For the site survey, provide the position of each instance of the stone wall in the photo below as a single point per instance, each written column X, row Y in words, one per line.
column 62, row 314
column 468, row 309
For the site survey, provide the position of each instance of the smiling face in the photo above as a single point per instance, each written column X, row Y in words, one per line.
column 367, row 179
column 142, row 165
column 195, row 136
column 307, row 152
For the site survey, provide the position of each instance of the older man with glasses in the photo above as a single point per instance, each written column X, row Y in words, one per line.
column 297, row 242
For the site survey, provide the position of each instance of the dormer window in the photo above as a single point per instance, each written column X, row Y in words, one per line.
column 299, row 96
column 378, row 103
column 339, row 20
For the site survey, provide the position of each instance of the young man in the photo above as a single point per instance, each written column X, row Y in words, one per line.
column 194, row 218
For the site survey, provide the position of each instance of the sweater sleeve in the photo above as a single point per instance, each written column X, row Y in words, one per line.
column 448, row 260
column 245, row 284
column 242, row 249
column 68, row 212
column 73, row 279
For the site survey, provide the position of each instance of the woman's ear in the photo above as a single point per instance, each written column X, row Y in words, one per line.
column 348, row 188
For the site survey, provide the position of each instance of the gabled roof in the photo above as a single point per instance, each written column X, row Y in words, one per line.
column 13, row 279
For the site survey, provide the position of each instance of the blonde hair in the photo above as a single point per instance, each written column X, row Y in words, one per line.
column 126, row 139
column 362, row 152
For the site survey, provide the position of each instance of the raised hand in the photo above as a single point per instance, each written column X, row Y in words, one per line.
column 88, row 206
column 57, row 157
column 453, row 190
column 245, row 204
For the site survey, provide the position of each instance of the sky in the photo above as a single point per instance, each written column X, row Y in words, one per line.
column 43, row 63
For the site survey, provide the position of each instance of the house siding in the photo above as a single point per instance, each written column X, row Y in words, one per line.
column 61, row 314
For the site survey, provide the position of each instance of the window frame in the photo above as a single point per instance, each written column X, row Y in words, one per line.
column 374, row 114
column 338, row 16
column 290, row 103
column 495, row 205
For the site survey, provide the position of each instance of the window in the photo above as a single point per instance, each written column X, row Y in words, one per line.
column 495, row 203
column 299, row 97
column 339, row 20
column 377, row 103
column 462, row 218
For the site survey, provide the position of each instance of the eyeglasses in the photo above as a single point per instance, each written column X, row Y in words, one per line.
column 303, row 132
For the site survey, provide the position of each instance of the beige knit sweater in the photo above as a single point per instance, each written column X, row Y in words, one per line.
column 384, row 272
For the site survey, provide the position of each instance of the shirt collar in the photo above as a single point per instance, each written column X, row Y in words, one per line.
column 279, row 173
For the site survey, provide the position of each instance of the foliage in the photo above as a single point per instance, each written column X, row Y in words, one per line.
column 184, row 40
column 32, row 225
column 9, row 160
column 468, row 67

········

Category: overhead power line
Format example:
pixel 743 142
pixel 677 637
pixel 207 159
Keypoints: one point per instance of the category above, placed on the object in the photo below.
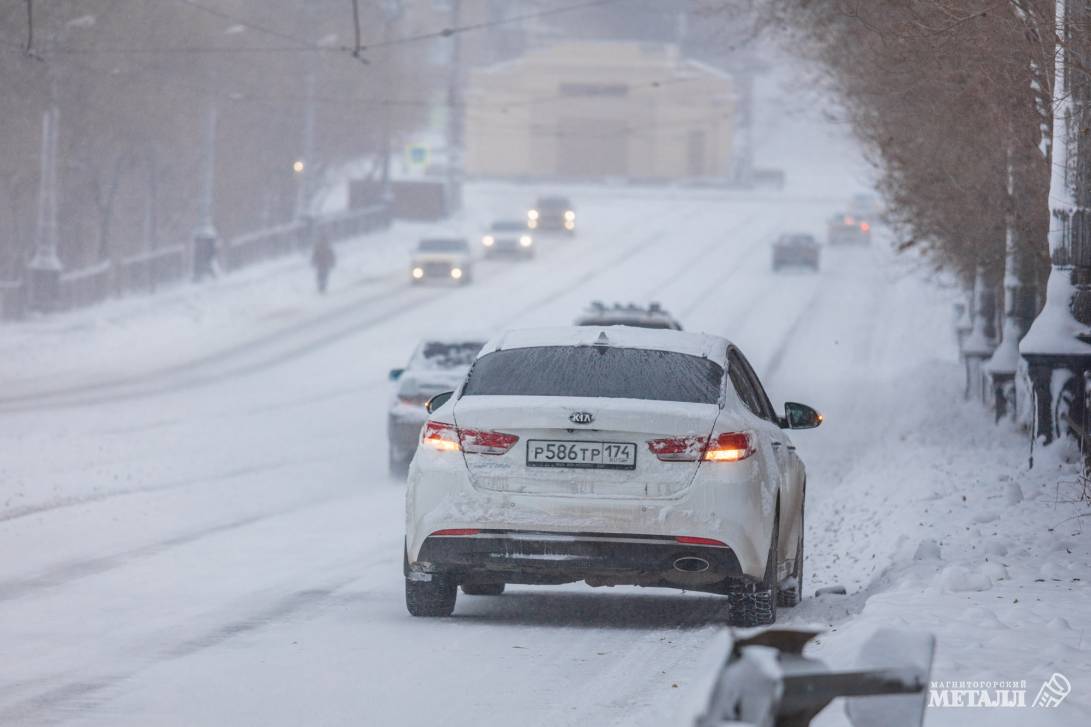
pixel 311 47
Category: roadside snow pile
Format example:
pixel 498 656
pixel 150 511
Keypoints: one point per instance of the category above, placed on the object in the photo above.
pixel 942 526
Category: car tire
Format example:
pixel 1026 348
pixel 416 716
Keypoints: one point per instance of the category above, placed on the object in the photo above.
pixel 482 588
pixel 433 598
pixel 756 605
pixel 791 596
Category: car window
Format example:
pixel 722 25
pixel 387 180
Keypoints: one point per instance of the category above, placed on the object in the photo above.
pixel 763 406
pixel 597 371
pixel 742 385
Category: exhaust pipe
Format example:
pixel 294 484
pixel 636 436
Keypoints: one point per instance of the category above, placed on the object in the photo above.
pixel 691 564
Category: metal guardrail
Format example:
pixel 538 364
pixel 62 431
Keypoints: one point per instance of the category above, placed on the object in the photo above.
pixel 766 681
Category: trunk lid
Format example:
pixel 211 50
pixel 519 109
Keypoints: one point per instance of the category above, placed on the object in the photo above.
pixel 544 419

········

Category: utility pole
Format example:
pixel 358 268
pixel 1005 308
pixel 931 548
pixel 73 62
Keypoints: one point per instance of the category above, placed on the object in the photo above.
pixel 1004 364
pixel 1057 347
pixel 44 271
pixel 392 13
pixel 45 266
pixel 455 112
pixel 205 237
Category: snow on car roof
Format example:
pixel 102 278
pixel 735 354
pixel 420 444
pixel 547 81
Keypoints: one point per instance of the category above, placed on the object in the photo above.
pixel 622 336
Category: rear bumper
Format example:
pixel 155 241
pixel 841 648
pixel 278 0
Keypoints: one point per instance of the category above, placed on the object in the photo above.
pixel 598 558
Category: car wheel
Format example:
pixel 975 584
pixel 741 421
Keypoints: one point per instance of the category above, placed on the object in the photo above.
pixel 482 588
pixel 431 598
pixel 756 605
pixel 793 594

········

[What you are asked to do] From the records above, transcribe only the stretch from the line with "pixel 743 142" through the line with "pixel 387 180", keeping both ends. Omit pictures.

[Response]
pixel 743 142
pixel 677 637
pixel 207 159
Keypoints: one point per instance of the category above, placed on the object in the photo below.
pixel 311 47
Category: roadside snow pile
Format example:
pixel 498 656
pixel 150 511
Keypoints: one point per instance of the category above, placed on the object in the photo above.
pixel 942 526
Category: car tire
Format example:
pixel 1026 348
pixel 416 716
Keypoints: one point per instance of the category above, placed on the object in the photo above.
pixel 482 588
pixel 433 598
pixel 756 605
pixel 791 596
Category: car window
Format example:
pixel 722 25
pixel 387 180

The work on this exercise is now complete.